▸ **SET TASKS**
#1 According to the passage on RESTful messaging, what does an ECST event target?
#2 Reproduce the stretch of the passage on RESTful messaging from "In addition to" through "modify the state of a specified resource instance.".

▸ **EXTRACTED TEXT**
====
Both asynchronous event messaging and synchronous request-response messaging can be implemented, giving application developers leverage to optimize communications for specific use cases and performance objectives — all within a common unifying framework.

Web Sockets is a TCP-based protocol that enables full-duplex connections between senders and receivers and can make request-response messaging effectively asynchronous.

There are advantages to applying the REST architectural style to both request-response and event messaging. A REST API is focused upon transferring state, not upon discrete application functions. All proper REST calls follow the same set of patterns to retrieve and manipulate resource state.

All RESTful messages must specify a target address. A REST request has a server address and port as a target, while an ECST event targets a queue topic. Otherwise requests and events are identical. Without a valid target a RESTful message is just a dead letter.

A request asks that something be done and an event reports that something has happened. The receiver decides what to do based upon the HTTP method of the message and its payload.

Messaging Strategies

In addition to the target, RESTful messages have a URI that identifies the resource and implementation version whose state is to be transferred or altered. Unfortunately, the URI is also sometimes used to convey a function verb, like “getUser”. That is a legitimate SOA convention, but it is not RESTful, where the HTTP method always conveys the intent as described below:

• GET a representation of the state of the specified resource instance or instances.
• POST a representation in order to create a new resource instance.
• PUT, or replace the state of a specified resource instance.
• PATCH, or modify the state of a specified resource instance.
• DELETE a specified resource instance.

A GET message may also contain an HTTP query string that can influence the selection of the instance or instances of the resource type whose representation is to be transferred.

POST, PUT, and PATCH transfer a resource representation in the body of the request.

POST requires a unique resource identifier or must create one. If a new resource identifier is generated, it is customary to return the new resource’s URL in the “Location” HTTP response header.

PUT, PATCH, and DELETE always require a unique resource identifier.

It is the responsibility of the resource implementation to know how to process the request — encapsulating the individual resource’s discrete behaviors in one place — and minimizing the number of individual API calls a developer must learn and understand.

Message passing implements loose coupling, but also can implement dynamic coupling. Dynamic coupling, using message orchestrators, provides a very powerful mechanism for implementing load balancing, failover, and dynamic scaling. Orchestrators can also be an important mechanism for implementing self-configuring systems.
====
Point labeling examples

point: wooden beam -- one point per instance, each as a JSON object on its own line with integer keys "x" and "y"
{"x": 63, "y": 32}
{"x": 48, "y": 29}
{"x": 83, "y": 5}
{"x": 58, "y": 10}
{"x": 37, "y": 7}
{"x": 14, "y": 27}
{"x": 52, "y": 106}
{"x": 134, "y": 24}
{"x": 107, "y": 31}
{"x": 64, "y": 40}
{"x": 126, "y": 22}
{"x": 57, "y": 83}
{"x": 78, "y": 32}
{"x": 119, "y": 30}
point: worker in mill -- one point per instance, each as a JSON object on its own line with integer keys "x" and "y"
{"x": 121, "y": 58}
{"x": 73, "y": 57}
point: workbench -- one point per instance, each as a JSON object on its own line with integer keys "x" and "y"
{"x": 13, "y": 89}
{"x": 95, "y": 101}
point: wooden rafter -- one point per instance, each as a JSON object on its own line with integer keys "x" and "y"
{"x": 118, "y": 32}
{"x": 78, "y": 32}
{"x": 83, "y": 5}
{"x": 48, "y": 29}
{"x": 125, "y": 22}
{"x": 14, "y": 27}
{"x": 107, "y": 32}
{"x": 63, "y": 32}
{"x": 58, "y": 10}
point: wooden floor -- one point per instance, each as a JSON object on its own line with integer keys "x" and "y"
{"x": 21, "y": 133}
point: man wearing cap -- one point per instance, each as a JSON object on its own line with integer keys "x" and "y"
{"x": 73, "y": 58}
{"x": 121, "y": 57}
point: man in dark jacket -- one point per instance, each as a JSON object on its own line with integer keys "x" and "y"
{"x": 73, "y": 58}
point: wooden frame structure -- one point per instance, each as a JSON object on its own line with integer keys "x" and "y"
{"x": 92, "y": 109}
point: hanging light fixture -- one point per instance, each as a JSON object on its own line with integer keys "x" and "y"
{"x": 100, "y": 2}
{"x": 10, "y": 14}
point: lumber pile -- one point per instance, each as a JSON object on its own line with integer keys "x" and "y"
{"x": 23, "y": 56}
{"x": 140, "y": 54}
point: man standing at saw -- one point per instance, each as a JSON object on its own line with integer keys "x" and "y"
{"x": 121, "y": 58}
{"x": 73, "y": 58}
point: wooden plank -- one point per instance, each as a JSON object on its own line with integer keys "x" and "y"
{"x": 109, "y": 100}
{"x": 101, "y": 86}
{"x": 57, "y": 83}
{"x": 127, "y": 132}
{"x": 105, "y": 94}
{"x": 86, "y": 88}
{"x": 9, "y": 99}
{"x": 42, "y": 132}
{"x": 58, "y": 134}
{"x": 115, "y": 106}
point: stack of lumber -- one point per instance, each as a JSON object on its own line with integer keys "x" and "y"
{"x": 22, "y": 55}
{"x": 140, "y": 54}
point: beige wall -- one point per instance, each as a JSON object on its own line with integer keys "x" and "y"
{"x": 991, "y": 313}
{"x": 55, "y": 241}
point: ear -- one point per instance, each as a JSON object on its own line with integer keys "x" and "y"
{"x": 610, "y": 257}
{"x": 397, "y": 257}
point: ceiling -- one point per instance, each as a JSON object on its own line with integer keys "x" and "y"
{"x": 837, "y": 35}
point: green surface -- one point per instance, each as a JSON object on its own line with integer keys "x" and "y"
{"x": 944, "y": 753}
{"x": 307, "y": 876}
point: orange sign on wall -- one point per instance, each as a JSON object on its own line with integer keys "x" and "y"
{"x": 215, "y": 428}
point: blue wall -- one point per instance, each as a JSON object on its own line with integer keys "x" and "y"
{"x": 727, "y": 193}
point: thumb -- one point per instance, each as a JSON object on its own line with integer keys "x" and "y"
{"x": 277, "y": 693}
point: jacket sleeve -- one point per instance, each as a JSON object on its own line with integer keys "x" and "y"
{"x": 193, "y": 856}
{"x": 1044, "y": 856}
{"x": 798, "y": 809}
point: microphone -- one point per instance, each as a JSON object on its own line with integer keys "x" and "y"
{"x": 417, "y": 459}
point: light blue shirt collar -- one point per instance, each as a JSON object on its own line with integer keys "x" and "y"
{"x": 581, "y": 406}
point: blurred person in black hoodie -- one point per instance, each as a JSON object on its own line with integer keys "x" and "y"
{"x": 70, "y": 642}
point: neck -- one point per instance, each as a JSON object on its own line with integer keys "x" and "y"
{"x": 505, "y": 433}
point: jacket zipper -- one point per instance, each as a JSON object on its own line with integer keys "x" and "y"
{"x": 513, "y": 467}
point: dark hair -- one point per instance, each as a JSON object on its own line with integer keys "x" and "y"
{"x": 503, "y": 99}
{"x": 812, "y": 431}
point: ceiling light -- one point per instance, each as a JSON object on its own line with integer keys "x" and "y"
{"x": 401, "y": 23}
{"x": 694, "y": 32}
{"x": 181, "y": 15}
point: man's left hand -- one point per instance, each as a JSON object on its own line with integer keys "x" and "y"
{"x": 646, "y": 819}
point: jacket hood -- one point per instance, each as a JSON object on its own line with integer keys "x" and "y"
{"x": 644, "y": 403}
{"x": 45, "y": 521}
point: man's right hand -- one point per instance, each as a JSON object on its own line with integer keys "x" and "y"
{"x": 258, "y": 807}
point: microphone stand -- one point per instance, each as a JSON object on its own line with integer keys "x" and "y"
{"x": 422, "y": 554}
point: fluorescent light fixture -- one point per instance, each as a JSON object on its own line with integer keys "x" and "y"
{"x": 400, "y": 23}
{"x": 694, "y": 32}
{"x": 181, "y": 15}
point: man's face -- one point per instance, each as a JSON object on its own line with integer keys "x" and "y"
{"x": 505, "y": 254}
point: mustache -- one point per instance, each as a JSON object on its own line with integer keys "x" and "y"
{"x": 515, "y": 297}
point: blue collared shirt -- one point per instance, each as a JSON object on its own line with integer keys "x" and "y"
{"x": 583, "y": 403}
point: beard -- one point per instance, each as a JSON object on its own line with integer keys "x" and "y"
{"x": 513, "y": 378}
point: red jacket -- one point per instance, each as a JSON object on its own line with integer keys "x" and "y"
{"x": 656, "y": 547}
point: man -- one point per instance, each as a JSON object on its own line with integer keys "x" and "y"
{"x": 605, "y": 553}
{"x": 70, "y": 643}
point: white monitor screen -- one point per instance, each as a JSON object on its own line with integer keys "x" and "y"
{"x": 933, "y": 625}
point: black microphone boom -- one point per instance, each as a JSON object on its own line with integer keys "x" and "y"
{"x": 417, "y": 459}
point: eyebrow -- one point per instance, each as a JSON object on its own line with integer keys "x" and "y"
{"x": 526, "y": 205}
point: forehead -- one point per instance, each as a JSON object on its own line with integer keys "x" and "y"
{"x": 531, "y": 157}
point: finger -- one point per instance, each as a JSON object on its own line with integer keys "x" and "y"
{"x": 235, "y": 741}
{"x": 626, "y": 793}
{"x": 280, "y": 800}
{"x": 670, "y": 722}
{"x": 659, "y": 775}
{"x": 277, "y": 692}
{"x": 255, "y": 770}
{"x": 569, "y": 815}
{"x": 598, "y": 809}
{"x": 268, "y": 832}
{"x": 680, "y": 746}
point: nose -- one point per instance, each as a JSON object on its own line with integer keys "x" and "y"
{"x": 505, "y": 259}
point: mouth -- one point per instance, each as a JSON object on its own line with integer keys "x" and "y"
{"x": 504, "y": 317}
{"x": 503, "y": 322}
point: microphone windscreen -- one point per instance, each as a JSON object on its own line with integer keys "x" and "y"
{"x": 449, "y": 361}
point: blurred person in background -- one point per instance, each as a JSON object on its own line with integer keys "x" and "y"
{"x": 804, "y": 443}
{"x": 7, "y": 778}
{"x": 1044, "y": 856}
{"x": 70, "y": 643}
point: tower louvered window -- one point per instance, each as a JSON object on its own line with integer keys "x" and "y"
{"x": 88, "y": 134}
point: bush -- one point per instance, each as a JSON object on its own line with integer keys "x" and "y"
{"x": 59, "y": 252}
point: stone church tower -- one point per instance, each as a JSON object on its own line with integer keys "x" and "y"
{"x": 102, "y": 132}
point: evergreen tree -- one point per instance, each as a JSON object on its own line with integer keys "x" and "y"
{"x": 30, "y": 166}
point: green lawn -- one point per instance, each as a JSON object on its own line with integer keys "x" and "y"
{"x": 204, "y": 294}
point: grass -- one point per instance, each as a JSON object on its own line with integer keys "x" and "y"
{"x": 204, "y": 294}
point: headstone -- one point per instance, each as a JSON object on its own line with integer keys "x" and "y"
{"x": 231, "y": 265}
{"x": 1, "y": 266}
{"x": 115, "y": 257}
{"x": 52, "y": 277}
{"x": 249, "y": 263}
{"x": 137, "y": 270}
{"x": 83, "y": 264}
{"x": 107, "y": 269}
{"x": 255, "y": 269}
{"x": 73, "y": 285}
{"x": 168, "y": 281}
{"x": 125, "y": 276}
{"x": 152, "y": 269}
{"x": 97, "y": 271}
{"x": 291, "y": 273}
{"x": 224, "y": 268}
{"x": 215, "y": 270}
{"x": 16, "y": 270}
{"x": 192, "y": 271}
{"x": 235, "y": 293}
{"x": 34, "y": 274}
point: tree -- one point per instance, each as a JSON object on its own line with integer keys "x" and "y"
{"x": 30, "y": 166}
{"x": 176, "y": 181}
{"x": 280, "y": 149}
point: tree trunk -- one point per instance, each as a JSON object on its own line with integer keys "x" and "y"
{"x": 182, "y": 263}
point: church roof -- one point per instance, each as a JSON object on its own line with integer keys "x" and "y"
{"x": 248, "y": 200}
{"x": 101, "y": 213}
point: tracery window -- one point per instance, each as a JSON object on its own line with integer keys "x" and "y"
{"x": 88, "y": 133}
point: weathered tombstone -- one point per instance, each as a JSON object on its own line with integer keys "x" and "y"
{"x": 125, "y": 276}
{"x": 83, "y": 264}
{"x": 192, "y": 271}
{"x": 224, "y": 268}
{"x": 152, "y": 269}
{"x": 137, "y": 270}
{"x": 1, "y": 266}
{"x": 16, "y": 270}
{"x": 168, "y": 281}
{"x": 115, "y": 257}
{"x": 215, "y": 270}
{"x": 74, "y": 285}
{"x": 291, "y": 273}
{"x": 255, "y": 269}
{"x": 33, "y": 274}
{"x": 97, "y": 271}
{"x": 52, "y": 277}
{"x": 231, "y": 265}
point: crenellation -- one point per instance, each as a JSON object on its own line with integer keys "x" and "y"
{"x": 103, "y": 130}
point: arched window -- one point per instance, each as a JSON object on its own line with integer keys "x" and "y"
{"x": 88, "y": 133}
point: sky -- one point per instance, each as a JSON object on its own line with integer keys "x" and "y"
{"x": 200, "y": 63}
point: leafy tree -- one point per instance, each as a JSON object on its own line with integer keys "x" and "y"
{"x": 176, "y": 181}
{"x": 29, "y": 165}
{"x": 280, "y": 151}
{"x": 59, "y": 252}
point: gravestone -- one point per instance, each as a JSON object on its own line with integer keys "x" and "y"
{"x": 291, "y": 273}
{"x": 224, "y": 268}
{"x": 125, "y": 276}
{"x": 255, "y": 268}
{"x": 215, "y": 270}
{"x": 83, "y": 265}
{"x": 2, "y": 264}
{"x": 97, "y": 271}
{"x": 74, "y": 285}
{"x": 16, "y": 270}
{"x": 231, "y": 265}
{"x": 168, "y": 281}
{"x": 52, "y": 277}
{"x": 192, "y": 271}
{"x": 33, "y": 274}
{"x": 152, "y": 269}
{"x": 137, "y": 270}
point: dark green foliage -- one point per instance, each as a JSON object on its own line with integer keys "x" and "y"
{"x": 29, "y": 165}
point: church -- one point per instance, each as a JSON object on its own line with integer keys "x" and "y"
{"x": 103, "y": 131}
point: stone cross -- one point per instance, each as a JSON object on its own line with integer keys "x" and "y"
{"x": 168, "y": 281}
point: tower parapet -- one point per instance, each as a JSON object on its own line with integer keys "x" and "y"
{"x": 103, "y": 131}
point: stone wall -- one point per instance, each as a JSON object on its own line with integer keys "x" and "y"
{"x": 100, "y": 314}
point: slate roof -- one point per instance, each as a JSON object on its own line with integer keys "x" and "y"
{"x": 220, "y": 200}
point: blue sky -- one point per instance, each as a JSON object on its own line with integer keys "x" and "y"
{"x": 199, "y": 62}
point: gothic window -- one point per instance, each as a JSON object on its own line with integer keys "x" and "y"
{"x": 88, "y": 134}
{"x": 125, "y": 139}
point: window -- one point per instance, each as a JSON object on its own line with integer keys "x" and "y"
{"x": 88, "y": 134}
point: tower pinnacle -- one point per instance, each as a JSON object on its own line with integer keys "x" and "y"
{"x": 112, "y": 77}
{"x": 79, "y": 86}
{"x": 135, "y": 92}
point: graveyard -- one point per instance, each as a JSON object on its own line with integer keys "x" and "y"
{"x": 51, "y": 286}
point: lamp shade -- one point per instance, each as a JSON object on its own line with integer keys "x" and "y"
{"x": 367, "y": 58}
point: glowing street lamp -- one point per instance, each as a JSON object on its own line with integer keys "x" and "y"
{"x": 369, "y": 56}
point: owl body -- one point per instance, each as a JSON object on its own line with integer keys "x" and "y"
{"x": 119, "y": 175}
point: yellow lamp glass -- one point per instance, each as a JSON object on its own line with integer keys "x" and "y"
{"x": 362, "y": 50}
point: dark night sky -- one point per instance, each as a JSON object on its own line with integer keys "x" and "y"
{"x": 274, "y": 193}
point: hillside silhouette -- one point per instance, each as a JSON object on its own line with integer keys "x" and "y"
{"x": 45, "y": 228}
====
▸ **THE RESULTS**
#1 A queue topic.

#2
In addition to the target, RESTful messages have a URI that identifies the resource and implementation version whose state is to be transferred or altered. Unfortunately, the URI is also sometimes used to convey a function verb, like “getUser”. That is a legitimate SOA convention, but it is not RESTful, where the HTTP method always conveys the intent as described below:

• GET a representation of the state of the specified resource instance or instances.
• POST a representation in order to create a new resource instance.
• PUT, or replace the state of a specified resource instance.
• PATCH, or modify the state of a specified resource instance.